[[ Input open ]]

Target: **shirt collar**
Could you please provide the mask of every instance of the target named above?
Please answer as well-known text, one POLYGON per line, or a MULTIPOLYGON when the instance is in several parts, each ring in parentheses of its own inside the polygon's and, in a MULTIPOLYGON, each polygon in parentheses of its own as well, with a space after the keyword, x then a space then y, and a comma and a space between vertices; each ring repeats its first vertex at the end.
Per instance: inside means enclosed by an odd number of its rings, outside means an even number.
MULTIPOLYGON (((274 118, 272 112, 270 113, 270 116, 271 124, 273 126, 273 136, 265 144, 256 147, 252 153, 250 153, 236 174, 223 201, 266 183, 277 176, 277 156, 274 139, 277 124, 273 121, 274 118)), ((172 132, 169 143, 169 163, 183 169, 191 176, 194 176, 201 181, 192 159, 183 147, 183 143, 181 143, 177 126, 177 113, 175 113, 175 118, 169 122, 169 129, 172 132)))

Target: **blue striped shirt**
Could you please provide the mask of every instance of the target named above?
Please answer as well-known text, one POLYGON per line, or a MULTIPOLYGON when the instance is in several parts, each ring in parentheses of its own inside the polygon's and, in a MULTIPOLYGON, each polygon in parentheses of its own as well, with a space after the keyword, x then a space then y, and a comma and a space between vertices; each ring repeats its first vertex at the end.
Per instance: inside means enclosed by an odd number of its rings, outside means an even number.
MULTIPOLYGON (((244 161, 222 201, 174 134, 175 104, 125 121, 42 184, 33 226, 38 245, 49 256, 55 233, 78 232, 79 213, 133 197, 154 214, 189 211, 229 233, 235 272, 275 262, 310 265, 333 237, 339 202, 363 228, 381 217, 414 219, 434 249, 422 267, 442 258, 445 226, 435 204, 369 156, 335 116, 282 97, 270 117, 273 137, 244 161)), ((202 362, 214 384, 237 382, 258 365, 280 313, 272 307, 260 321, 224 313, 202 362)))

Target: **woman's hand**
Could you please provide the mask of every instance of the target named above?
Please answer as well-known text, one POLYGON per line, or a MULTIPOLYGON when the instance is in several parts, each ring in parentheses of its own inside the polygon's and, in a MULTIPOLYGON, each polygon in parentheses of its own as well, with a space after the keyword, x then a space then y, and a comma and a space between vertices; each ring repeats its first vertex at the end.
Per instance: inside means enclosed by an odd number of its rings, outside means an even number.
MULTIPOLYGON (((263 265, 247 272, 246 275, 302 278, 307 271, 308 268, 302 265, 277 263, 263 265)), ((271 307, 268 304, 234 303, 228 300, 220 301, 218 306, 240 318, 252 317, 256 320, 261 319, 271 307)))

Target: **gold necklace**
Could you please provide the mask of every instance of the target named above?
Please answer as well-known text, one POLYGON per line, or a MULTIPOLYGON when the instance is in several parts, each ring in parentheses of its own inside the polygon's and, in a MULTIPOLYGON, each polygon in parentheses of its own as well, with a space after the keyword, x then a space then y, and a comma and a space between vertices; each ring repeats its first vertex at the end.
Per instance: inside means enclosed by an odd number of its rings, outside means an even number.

[[ Input closed ]]

Task to carry out
One line above contains "Target: **gold necklace**". Output that line and each one after it, word for word, and nothing else.

Solution
Target: **gold necklace**
Could you please provide the mask of every instance of the target named above?
Please answer as well-known text, one POLYGON per line, or a MULTIPOLYGON when the instance is in several parts, each ring in parentheses of its own inside the polygon's and, in a MULTIPOLYGON, each polygon in parentheses of its own as well, with a space after the keyword, x then a space then y, and a comma and a space between vertices; each ring repeats its first vertex at the end.
Per instance: inside means enclosed by an odd number of its rings, outside means an even number.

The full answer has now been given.